§ **TEXT SHOWN**:

- - - - -

Instead of directly accessing the storage device, a translation step is performed first.
At the hardware-software interface, via the OS and MMU jointly.
Segment Arithmetic
For segmentation, the translation step is to add the offset address of the active segment.
Imagine a program accessing memory address.
Local address of 0x1234000
Segment address of 0x1111000
Then, the address that is really accessed is 0x2345000.
hex(0x12340000+0x1111000)
'0x13451000'
Namespaces
This can be monumentally confusing.
The MMU and, for example, an SSD and HDD are also using numerical memory addresses.
To differentiate the two address types:
Addresses before the translation are called virtual
Addresses after the translation are called physical
Physical addresses
Only visible to OS
Unique.
Same for all users/clients/programs/privilege levels
Virtual addresses
Translation dependent
Only meaningful relevant to a specific underlying OS
Non-unique.
Multiple distinct virtual addresses may correspond to the same physical address.

- - - - -

§ **EXERCISE TASKS**:
• 1. Answer these from the address translation text:
(a) For segmentation, what is added in the translation step?
(b) What are addresses called after the translation?
(c) Which address type is described as unique?
• 2. Please retype the stretch of the address translation text from "At the hardware-software" through "numerical memory addresses.", keeping every character unchanged.

§ **MATERIAL**:
- - - - -

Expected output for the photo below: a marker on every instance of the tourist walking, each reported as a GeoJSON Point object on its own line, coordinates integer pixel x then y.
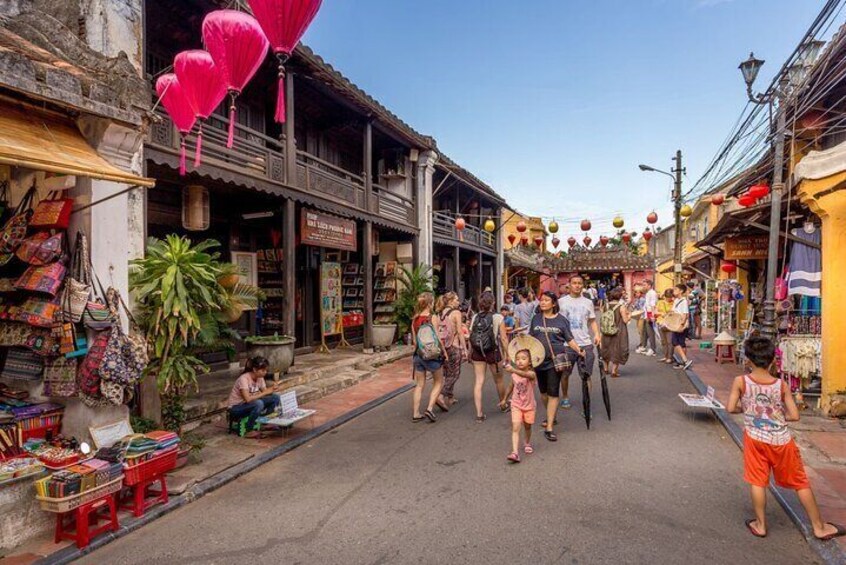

- - - - -

§ **RESULTS BY TASK**:
• 1.
(a) The offset address of the active segment.
(b) Physical.
(c) Physical addresses.

• 2.
At the hardware-software interface, via the OS and MMU jointly.
Segment Arithmetic
For segmentation, the translation step is to add the offset address of the active segment.
Imagine a program accessing memory address.
Local address of 0x1234000
Segment address of 0x1111000
Then, the address that is really accessed is 0x2345000.
hex(0x12340000+0x1111000)
'0x13451000'
Namespaces
This can be monumentally confusing.
The MMU and, for example, an SSD and HDD are also using numerical memory addresses.